Instructions for the task: In the entries that follow, find the word "candle" and report each line it is on.

Provided data:
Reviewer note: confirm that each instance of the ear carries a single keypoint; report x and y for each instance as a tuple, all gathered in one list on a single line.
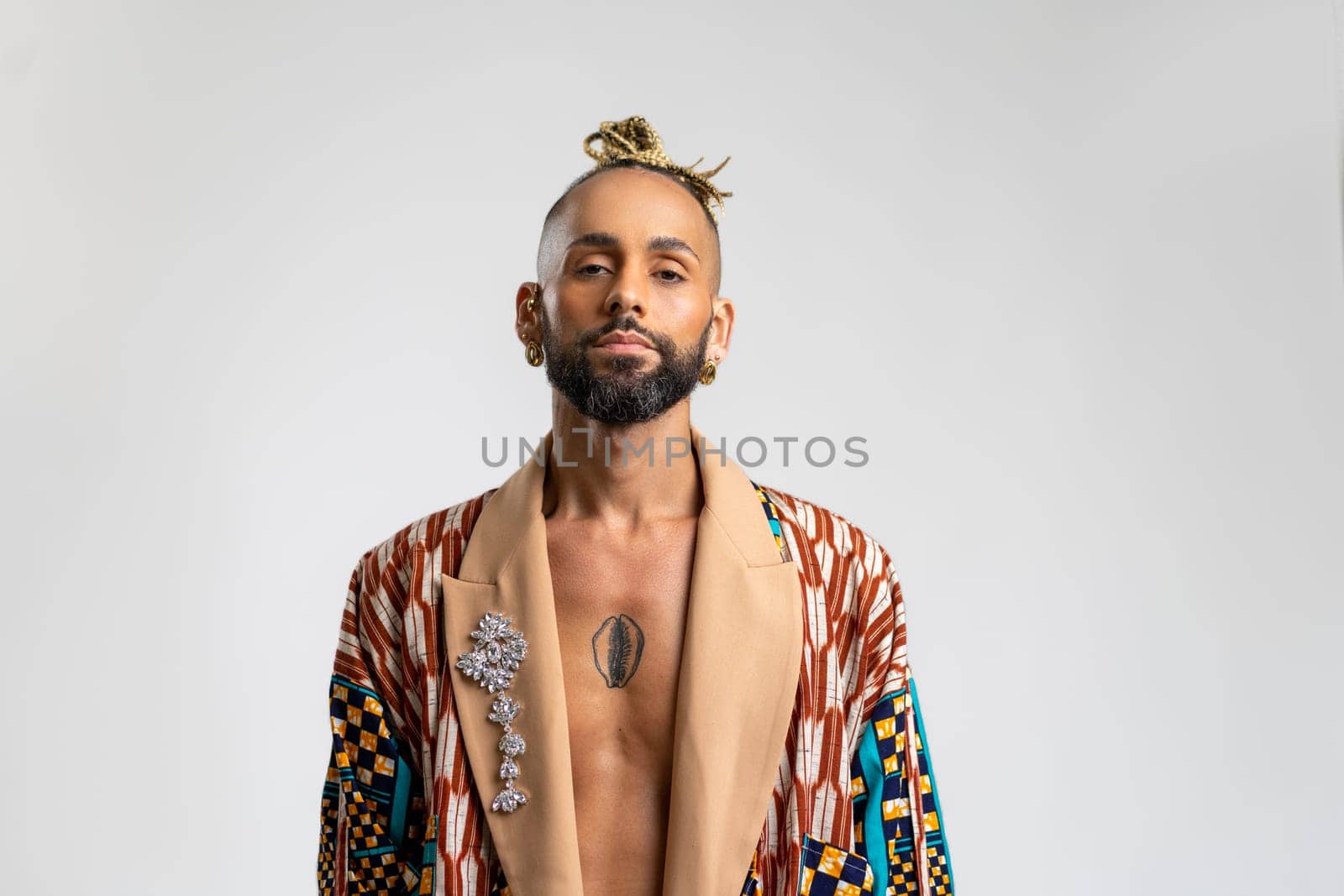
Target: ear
[(528, 313), (721, 329)]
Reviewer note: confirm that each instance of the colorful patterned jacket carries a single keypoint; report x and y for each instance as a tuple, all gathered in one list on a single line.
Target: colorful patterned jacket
[(804, 773)]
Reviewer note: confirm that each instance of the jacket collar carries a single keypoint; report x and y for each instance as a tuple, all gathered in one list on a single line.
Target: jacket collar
[(736, 692)]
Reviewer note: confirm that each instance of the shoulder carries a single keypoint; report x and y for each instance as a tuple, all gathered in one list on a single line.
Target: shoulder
[(443, 531), (827, 540)]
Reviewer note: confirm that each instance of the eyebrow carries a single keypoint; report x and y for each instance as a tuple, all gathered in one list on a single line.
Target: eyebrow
[(656, 244)]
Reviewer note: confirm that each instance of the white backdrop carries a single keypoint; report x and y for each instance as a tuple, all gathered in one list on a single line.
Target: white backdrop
[(1073, 269)]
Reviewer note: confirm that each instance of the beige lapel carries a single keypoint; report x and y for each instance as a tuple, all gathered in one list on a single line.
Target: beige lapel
[(737, 688), (506, 570), (736, 692)]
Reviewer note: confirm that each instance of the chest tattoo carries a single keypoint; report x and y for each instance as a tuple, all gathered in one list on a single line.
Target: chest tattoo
[(617, 645)]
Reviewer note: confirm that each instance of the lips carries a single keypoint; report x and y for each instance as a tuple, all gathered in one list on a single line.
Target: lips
[(624, 338)]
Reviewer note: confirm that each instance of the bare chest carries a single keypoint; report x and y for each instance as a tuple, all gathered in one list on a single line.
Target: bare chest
[(622, 606)]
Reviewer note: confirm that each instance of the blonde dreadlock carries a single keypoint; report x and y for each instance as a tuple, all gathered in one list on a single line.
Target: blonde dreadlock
[(635, 140)]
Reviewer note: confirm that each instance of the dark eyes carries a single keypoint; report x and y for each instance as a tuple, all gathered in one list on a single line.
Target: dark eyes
[(667, 275)]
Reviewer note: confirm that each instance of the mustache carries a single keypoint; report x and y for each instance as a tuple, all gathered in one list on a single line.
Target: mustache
[(627, 325)]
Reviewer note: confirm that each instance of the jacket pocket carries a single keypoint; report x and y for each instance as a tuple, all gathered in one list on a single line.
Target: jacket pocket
[(828, 871)]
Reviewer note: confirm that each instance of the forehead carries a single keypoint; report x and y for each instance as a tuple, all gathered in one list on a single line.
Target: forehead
[(635, 204)]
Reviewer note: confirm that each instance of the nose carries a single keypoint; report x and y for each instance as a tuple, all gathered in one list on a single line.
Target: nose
[(627, 296)]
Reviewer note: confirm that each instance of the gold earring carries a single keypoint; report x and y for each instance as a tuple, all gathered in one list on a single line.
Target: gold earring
[(709, 371)]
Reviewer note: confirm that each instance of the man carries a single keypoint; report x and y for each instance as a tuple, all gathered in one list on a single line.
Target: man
[(629, 669)]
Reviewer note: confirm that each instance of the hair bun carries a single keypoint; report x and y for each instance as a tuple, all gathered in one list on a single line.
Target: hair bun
[(635, 140)]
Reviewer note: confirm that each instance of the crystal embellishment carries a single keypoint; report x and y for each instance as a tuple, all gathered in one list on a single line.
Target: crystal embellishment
[(491, 664)]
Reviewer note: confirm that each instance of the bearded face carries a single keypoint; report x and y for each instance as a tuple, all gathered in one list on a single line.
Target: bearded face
[(627, 392)]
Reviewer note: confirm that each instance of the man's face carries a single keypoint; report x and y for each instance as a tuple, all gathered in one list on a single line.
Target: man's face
[(627, 296)]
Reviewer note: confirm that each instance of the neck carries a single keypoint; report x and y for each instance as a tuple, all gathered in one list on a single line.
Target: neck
[(622, 474)]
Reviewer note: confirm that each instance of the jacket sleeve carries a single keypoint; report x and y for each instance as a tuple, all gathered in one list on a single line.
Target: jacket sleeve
[(373, 813), (897, 817)]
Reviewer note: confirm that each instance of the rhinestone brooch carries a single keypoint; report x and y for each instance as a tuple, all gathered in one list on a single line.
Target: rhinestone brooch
[(491, 664)]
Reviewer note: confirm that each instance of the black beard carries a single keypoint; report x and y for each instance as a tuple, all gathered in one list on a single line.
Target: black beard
[(625, 396)]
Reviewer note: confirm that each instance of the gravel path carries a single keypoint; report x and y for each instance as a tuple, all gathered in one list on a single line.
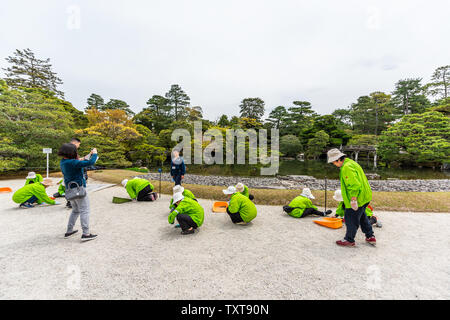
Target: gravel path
[(138, 255)]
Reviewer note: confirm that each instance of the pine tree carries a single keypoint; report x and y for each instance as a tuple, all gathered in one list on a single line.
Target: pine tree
[(30, 72), (178, 100)]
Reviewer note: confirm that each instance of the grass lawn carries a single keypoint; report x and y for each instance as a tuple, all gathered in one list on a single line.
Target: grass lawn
[(385, 201)]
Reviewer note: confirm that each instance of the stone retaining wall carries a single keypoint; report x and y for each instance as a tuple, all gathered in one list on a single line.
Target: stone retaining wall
[(299, 182)]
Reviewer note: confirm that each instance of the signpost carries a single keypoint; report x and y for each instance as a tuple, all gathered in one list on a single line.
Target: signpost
[(47, 151)]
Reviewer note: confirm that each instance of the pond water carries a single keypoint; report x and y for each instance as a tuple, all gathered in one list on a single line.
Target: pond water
[(318, 169)]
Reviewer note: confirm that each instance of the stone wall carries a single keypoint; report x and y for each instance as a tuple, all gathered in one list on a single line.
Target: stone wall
[(299, 182)]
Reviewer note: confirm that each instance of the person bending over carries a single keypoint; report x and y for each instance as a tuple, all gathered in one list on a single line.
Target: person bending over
[(188, 212), (33, 193), (140, 189), (241, 209), (340, 211), (243, 189), (32, 177), (185, 192), (302, 206)]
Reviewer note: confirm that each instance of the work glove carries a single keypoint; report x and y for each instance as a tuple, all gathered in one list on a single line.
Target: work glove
[(354, 205)]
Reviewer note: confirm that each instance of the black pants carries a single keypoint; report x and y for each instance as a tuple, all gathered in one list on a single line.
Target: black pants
[(353, 219), (235, 217), (186, 221), (177, 179), (311, 211), (144, 194)]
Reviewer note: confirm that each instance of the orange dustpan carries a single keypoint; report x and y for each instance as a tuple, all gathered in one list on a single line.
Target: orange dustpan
[(333, 223), (220, 206)]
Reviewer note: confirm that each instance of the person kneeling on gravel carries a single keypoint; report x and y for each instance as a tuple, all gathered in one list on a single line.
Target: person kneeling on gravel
[(243, 189), (302, 206), (33, 177), (240, 208), (341, 209), (33, 193), (185, 192), (140, 189), (188, 212)]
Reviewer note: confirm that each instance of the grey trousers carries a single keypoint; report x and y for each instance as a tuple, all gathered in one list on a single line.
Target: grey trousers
[(80, 207)]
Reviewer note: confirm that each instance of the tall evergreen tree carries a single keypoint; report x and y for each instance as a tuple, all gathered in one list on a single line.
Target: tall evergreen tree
[(30, 72), (409, 97), (95, 101), (115, 104), (440, 82), (178, 100), (252, 108), (278, 116)]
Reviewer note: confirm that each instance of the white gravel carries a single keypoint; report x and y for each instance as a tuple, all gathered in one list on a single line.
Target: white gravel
[(138, 255)]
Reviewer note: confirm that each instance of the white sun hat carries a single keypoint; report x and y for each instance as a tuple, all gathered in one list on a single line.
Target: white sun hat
[(31, 175), (178, 188), (230, 190), (307, 193), (240, 187), (334, 154), (177, 197), (338, 196)]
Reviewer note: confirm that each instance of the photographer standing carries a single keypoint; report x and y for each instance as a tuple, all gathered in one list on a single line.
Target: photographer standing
[(177, 168), (72, 169)]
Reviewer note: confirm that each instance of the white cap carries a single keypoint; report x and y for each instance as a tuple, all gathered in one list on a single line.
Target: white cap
[(177, 197), (240, 187), (307, 193), (338, 196), (31, 175), (334, 154), (230, 190), (178, 188)]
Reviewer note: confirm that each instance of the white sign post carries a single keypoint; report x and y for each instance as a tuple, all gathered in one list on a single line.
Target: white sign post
[(47, 151)]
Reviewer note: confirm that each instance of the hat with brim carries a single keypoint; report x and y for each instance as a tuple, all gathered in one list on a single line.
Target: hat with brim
[(229, 190), (177, 197), (178, 188), (338, 196), (47, 182), (334, 154), (31, 175), (307, 193)]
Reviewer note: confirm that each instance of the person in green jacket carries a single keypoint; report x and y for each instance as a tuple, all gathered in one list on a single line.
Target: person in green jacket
[(185, 192), (243, 189), (188, 212), (302, 206), (61, 189), (33, 193), (33, 177), (140, 189), (240, 208), (356, 194), (341, 209)]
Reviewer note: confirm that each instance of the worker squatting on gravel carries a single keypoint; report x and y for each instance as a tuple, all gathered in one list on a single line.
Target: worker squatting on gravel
[(33, 193), (302, 206), (140, 189), (356, 194), (241, 209), (188, 212)]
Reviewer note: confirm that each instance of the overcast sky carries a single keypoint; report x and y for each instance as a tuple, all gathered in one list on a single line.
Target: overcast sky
[(326, 52)]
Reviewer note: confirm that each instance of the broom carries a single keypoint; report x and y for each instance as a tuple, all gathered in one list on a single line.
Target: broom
[(120, 200)]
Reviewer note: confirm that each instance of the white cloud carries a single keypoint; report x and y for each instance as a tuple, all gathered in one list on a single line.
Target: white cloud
[(327, 52)]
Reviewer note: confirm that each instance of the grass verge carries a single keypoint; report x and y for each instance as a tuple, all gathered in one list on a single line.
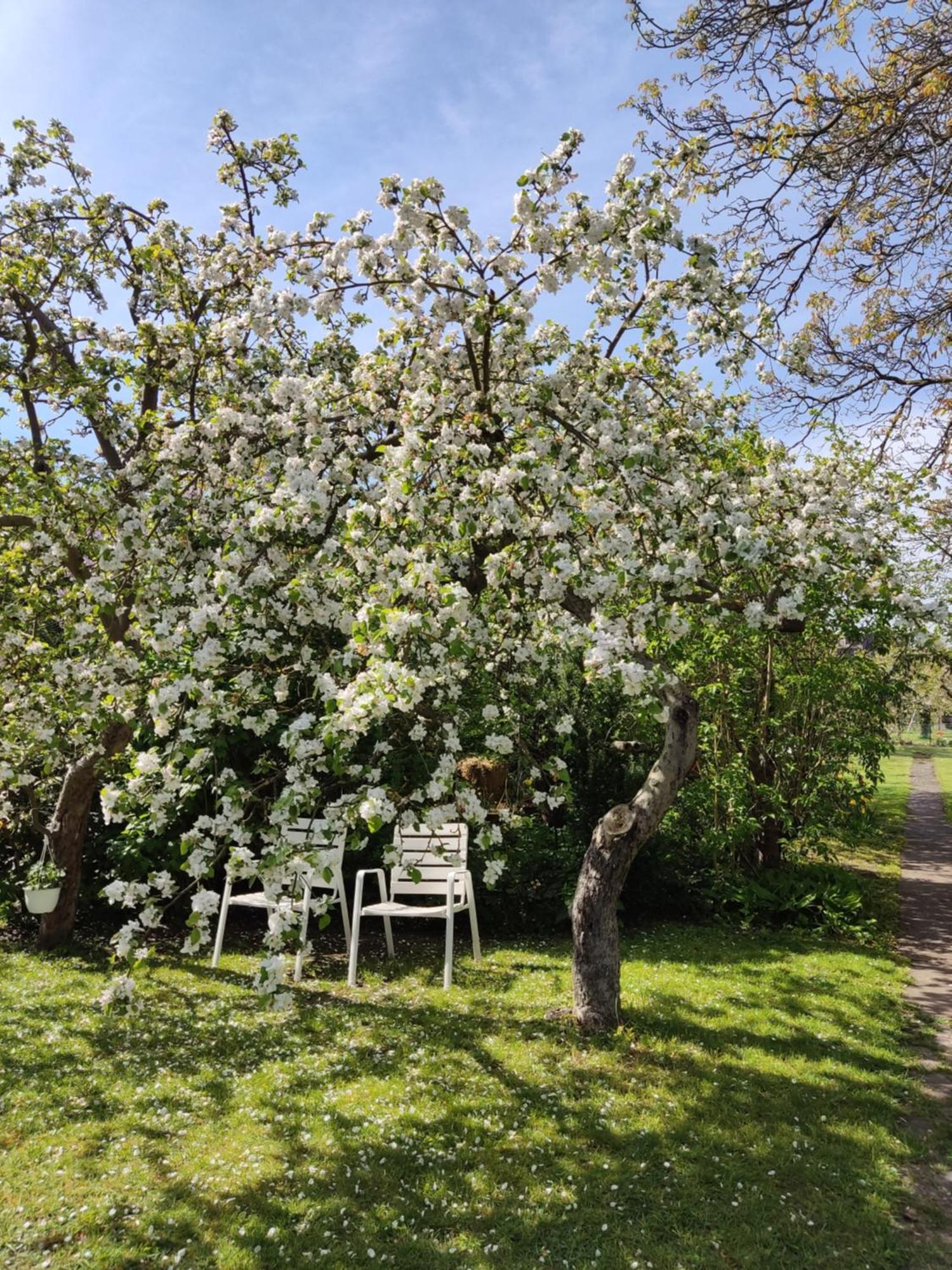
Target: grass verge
[(748, 1114)]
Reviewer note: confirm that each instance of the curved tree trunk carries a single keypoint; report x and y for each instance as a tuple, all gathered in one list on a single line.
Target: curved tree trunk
[(616, 840), (67, 832)]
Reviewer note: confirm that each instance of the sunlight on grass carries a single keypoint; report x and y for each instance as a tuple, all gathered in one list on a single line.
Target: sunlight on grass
[(748, 1114)]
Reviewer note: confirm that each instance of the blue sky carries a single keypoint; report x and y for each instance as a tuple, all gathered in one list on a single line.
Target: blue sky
[(470, 93)]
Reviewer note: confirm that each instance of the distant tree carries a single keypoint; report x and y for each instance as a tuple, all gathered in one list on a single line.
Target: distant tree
[(828, 129)]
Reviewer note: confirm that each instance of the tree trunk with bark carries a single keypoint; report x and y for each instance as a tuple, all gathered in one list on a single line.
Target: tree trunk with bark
[(67, 832), (616, 840)]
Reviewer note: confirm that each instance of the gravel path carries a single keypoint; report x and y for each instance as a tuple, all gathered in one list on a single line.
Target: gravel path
[(926, 900)]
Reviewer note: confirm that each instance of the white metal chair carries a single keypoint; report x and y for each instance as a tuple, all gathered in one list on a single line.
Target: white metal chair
[(432, 863), (308, 835)]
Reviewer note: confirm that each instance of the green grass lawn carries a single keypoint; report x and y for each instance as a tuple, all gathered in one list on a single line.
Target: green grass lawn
[(747, 1117)]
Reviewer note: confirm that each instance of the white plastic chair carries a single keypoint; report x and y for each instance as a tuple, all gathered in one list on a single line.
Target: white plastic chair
[(308, 835), (439, 860)]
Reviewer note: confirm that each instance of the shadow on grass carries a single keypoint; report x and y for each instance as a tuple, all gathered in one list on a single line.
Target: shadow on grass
[(511, 1131)]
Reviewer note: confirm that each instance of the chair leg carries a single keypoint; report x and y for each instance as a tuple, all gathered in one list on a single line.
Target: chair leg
[(355, 943), (303, 943), (474, 925), (223, 919), (345, 914), (388, 928), (449, 956)]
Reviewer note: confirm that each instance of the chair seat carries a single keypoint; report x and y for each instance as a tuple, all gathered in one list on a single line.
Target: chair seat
[(390, 909), (258, 900)]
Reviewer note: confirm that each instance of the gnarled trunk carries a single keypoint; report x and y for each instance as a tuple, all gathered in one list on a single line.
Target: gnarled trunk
[(67, 832), (616, 840)]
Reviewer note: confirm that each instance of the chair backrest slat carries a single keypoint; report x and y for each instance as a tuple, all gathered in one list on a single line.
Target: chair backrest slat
[(431, 854)]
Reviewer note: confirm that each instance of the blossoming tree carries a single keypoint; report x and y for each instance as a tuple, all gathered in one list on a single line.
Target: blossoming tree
[(340, 535)]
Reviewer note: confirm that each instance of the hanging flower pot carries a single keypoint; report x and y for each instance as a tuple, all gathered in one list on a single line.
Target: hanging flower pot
[(41, 887)]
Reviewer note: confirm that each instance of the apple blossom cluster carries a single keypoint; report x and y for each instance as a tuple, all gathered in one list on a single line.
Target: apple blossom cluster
[(322, 543)]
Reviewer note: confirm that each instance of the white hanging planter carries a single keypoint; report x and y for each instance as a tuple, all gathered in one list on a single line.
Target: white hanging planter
[(43, 900), (43, 885)]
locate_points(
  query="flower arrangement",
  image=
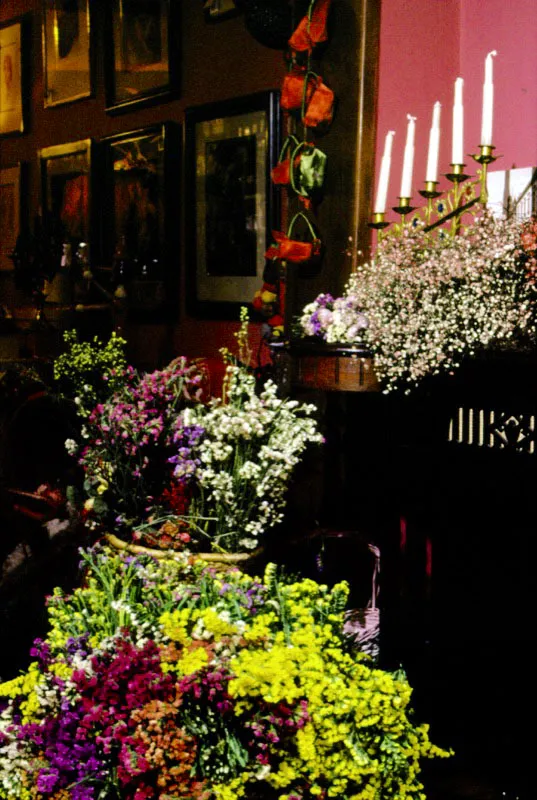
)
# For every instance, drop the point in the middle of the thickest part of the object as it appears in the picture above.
(162, 464)
(158, 680)
(424, 302)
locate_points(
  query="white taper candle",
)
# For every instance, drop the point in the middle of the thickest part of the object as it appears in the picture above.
(382, 189)
(488, 100)
(408, 160)
(457, 153)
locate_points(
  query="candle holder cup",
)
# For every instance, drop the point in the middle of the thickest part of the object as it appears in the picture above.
(484, 158)
(378, 222)
(457, 174)
(430, 193)
(404, 206)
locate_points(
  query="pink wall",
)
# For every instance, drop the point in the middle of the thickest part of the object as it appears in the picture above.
(424, 46)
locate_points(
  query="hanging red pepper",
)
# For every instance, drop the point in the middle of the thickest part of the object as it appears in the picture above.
(311, 29)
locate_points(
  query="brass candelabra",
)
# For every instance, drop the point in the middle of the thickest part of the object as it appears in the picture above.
(445, 207)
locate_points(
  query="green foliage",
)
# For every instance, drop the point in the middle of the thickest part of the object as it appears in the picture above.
(90, 372)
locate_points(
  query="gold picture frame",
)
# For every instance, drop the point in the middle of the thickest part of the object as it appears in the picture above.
(66, 51)
(230, 149)
(66, 184)
(142, 53)
(11, 104)
(10, 213)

Response to the task:
  query="white taper candle",
  query="candle holder cup",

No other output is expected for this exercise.